NIAMEY - Four Frenchmen kidnapped by Al-Qaeda militants in Niger were on their way back to France Wednesday after more than three years of "nightmare" captivity.
The four men, who were kidnapped by Al-Qaeda in the Islamic Maghreb (AQIM) in northern Niger in 2010, took off around 0600 GMT in a white government plane bound for Paris where they were expected to be met by President Francois Hollande.
They appeared relaxed and had shaved or trimmed the thick beards they were wearing when they were released. The four men appeared thin but otherwise in good health, an AFP reporter at the scene said.
Hollande was to greet the quartet on their arrival at an airport outside Paris after what he called "three years of suffering for the families who lived through a nightmare".
"I want to express my gratitude to Niger's president, who was able to obtain the release of our countrymen," Hollande said Tuesday.
The plane was expected to arrive in France around 1045 GMT.
The exact circumstances of their release were not immediately clear. But the French government said there had been no military assault to free them and that no ransom had been paid.
Foreign Minister Laurent Fabius, who is flying back with the hostages, told AFP before takeoff that the men had been freed in neighbouring Mali, and were in "very good shape".
"They have been hostages for three years and the nightmare is finally over," he said.
Speaking to reporters before the hostages take-off, Fabius joined Hollande in paying tribute to the authorities in Niger.
"Our services, everyone, worked together but the Nigeriens helped us enormously. We have to take their hats off to them."
In a brief remark to AFP at the airport, one of the hostages, Thierry Dol, 32, said: "It was very difficult but it was the test of a lifetime."
Francoise Larribe, who was kidnapped along with her husband Daniel before she was freed in February 2011, said on learning of her husband's release: "It's an emotional wave, a tsunami."
"I have never lost hope, even though there were moments of dejection, fear and anguish," she said.
Dol, Larribe, Pierre Legrand and Marc Feret were kidnapped on September 16, 2010, from a uranium mining compound in Arlit, north-central Niger. They work for French nuclear giant Areva.

+ + + +

▶ Set of tasks
1 – In the report on the freed French hostages, take the passage that opens with the words containing "Hollande was to" and closes with "around 1045 GMT.", and rewrite it with "Hollande" substituted by "the French president".
2 – According to the report on the freed French hostages, which company employs the four kidnapped men?
3 – Carry on the report on the freed French hostages, beginning after its final sentence.
The entries that follow have no connection to the text.

[Saved entries]
+ + + +

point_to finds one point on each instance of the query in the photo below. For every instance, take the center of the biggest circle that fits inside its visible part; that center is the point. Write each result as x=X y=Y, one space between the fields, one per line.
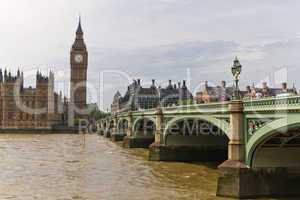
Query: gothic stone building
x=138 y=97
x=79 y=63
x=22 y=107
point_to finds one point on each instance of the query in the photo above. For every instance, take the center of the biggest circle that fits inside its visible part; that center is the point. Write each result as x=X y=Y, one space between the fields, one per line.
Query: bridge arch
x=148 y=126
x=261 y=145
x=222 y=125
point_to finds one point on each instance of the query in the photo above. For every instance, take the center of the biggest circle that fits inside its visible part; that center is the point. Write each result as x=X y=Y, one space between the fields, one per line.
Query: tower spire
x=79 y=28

+ + + +

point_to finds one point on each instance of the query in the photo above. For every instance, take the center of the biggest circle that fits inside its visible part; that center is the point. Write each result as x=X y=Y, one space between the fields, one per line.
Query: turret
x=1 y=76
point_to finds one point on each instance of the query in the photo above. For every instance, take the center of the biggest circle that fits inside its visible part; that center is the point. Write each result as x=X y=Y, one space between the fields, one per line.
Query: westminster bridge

+ + + +

▶ Activity answers
1 –
the French president was to greet the quartet on their arrival at an airport outside Paris after what he called "three years of suffering for the families who lived through a nightmare".
"I want to express my gratitude to Niger's president, who was able to obtain the release of our countrymen," the French president said Tuesday.
The plane was expected to arrive in France around 1045 GMT.

2 – They work for the French nuclear company Areva.

3 –
Speaking as he met the ex-hostages, Niger President Mahamadou Issoufou said his country had worked for their release, but provided no details.
"Since the kidnapping of the hostages three years ago, Niger has worked on obtaining their release. Now it's done," he said, congratulating the hostages for "regaining their freedom after months of difficult trials".
Legrand's mother Pascale Robert told BFMTV: "Now we're waiting for them to physically return, to see them, to touch them."
'Negotiations in Mali desert'
The news of their release came days after regional security sources in the town of Gao in Mali reported the presence of envoys in the Sahel "to speed up negotiations towards freeing the French hostages".
France had officially denied sending envoys.
According to a high-ranking Nigerien source, the four were taken to Niamey by a helicopter from Anefis in northeastern Mali near the Algerian border.
That was the site of final negotiations which included Mohamed Akotey, a former Tuareg rebel who is a senior executive with an Areva subsidiary in Niger.
The hostages were apparently held in different locations to prevent them being freed in any French assault, and were brought together just days before the release.
A Malian security source also said that "the final negotiations took place in the Malian desert", adding that "eminent Malians in the north provided timely assistance".
Mali's government welcomed the release but made no mention of any negotiations or whether it took part.
Three other people who were kidnapped at the time - Francoise Larribe, a Togolese and a Madagascan - were freed in February 2011.
AQIM had demanded at least 90 million euros (S$153.74 million) for the release of the remaining hostages.
At least seven French hostages remain in captivity around the world, including two snatched in Mali, one in Nigeria and four in Syria.
AQIM grew out of a movement launched in the late 1990s by radical Algerian Islamists who sought the overthrow of the Algiers government.
The organisation allied with Al-Qaeda in 2006 and has spun a network across tribal, clan, family and business lines that stretches across the vast Sahel region.